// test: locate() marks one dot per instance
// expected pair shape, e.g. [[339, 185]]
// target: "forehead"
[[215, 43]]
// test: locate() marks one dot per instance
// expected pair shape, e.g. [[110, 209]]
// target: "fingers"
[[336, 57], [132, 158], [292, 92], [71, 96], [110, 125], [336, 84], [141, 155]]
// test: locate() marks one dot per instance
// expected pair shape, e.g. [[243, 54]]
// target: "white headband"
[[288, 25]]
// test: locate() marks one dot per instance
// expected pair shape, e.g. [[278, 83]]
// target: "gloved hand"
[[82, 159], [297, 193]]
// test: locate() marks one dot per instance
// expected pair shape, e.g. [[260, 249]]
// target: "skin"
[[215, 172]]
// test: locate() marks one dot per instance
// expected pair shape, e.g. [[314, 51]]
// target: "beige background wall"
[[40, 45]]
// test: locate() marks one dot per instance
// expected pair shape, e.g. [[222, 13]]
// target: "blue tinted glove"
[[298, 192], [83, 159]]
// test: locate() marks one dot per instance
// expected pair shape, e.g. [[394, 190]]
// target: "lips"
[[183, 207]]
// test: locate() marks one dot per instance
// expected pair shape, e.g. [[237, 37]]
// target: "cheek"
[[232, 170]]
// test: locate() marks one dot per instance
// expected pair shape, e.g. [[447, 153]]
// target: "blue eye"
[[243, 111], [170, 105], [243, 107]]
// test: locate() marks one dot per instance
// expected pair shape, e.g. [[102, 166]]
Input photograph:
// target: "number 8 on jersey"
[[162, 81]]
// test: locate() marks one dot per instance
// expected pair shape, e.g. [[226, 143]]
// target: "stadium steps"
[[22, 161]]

######

ZADANIE DO WYKONANIA
Czy możesz przepisać cały powyższy listing wiersz po wierszu, bez żadnych zmian?

ROZWIĄZANIE PONIŻEJ
// test: locate() marks one dot per instance
// expected pair shape, e.g. [[339, 185]]
// target: "forehead"
[[215, 43]]
// test: locate() marks one dot per instance
// expected pair shape, e.g. [[110, 209]]
// target: "fingers"
[[336, 57], [132, 158], [292, 92], [71, 96], [110, 125], [336, 84], [141, 155]]
// test: locate() marks one dot per instance
// expected pair shape, e.g. [[243, 54]]
// target: "white headband"
[[288, 25]]
// test: locate() marks one dot per instance
// expected pair shape, e.g. [[278, 83]]
// target: "gloved hand"
[[82, 159], [297, 193]]
// test: locate() marks one dot per instance
// expected pair shape, e.g. [[260, 249]]
// target: "skin"
[[215, 172]]
// test: locate() marks one dot per instance
// expected pair shape, e.g. [[314, 51]]
// target: "beige background wall"
[[40, 45]]
// test: locate() marks one dot per instance
// expected pair shape, e.g. [[222, 13]]
// target: "blue tinted glove"
[[298, 192], [83, 159]]
// test: locate() marks one dot per instance
// expected pair shape, e.g. [[394, 190]]
// target: "lips"
[[183, 207]]
// test: locate() marks one dot per instance
// expected pair shape, e.g. [[237, 37]]
// target: "cheek"
[[232, 170]]
// test: locate() marks one dot per instance
// expected pair shape, e.g. [[447, 153]]
// target: "blue eye"
[[243, 111], [170, 105], [243, 107]]
// test: locate() marks one dot per instance
// expected pair shape, e.g. [[102, 166]]
Input photograph:
// target: "number 8 on jersey"
[[162, 81]]
// test: locate() marks one dot per instance
// expected pair shape, e.g. [[226, 143]]
// target: "stadium steps"
[[22, 161]]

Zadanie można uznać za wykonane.